### [Compito 1]
Modifica le righe partendo dall'inizio delle righe e terminando con la riga che contiene "249 392 L 544", entrambe incluse: sostituisci "blue jacket" con "red jacket" e lascia invariato tutto il resto, omettendo le immagini.

### [Brano fornito]
# # #
Il contesto normativo e la storia recente

Prima di addentrarsi nei dettagli tecnici della novità, occorre ricostruire brevemente il quadro normativo di riferimento. Secondo quanto previsto dall’art. 5, comma 2, lettera c) del Testo Unico delle Imposte sul Reddito, i buoni pasto non concorrono alla formazione del reddito di lavoro dipendente entro determinati limiti. Fino al 2019 si registrava una differenziazione abbastanza marcata: i ticket cartacei godevano di esenzione fino a 5,29 euro, mentre quelli digitali fino a 7 euro al giorno.

Dal 2020 il panorama è cambiato. L’intervento normativo di quello stesso anno ha ridotto il limite per i buoni cartacei a 4 euro, ma al contempo ha elevato quello per i corrispettivi elettronici a 8 euro. Da allora nulla si è mosso. Cinque anni di inerzia amministrativa in un contesto dove l’inflazione ha eroduto pesantemente il valore reale di questi strumenti di welfare.

Perché la revisione era inevitabile

Chi frequenta con regolarità bar o piccoli ristoranti sa bene quale sia la realtà dei prezzi. Il costo medio di una pausa pranzo, negli ultimi tempi, si aggira attorno ai 12,50 euro. Per il settore privato la situazione è ancora più critica: secondo le rilevazioni disponibili, una buona fetta degli esercizi convenzionati pratica listini che superano ampiamente questa soglia.
# # #
### [Dati archiviati]
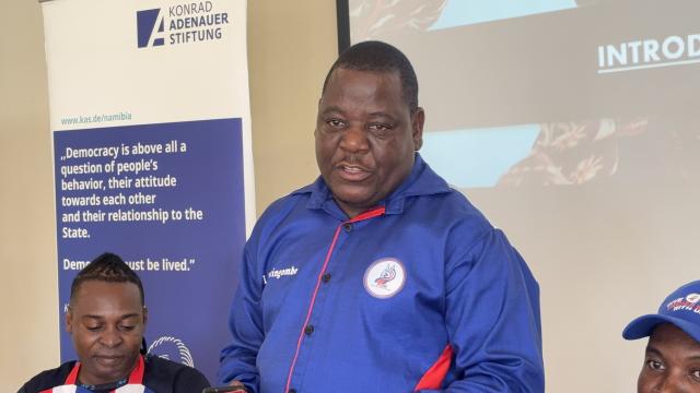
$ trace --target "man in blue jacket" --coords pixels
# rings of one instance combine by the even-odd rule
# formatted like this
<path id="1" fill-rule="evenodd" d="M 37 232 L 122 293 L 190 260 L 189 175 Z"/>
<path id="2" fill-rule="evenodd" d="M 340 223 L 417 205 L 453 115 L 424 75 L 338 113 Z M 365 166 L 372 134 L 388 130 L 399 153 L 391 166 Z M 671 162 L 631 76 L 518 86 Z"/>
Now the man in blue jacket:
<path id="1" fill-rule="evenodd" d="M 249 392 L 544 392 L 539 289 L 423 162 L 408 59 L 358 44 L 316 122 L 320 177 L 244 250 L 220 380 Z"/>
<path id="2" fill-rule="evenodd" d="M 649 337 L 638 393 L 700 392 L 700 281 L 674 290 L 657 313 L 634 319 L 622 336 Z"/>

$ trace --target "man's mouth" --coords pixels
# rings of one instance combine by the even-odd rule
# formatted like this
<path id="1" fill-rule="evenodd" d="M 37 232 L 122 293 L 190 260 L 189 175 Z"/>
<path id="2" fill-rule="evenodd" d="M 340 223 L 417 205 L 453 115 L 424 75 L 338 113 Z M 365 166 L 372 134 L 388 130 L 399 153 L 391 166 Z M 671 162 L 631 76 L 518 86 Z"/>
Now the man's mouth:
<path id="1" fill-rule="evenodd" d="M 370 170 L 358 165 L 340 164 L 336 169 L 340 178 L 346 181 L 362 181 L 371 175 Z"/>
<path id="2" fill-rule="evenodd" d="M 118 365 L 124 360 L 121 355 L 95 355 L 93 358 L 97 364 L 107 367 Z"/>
# # #
### [Compito 2]
Riporta senza modifiche il brano sui buoni pasto partendo da "Il contesto normativo" e terminando con "euro al giorno.".

### [Risposta finale 1]
$ trace --target "man in red jacket" --coords pixels
# rings of one instance combine by the even-odd rule
# formatted like this
<path id="1" fill-rule="evenodd" d="M 37 232 L 122 293 L 190 260 L 189 175 Z"/>
<path id="2" fill-rule="evenodd" d="M 340 223 L 417 205 L 453 115 L 424 75 L 338 113 Z M 365 166 L 372 134 L 388 130 L 399 153 L 391 166 Z M 671 162 L 631 76 L 518 86 Z"/>
Now the man in red jacket:
<path id="1" fill-rule="evenodd" d="M 249 392 L 544 392 L 539 289 L 423 162 L 408 59 L 358 44 L 316 122 L 320 177 L 244 250 L 220 380 Z"/>

### [Risposta finale 2]
Il contesto normativo e la storia recente

Prima di addentrarsi nei dettagli tecnici della novità, occorre ricostruire brevemente il quadro normativo di riferimento. Secondo quanto previsto dall’art. 5, comma 2, lettera c) del Testo Unico delle Imposte sul Reddito, i buoni pasto non concorrono alla formazione del reddito di lavoro dipendente entro determinati limiti. Fino al 2019 si registrava una differenziazione abbastanza marcata: i ticket cartacei godevano di esenzione fino a 5,29 euro, mentre quelli digitali fino a 7 euro al giorno.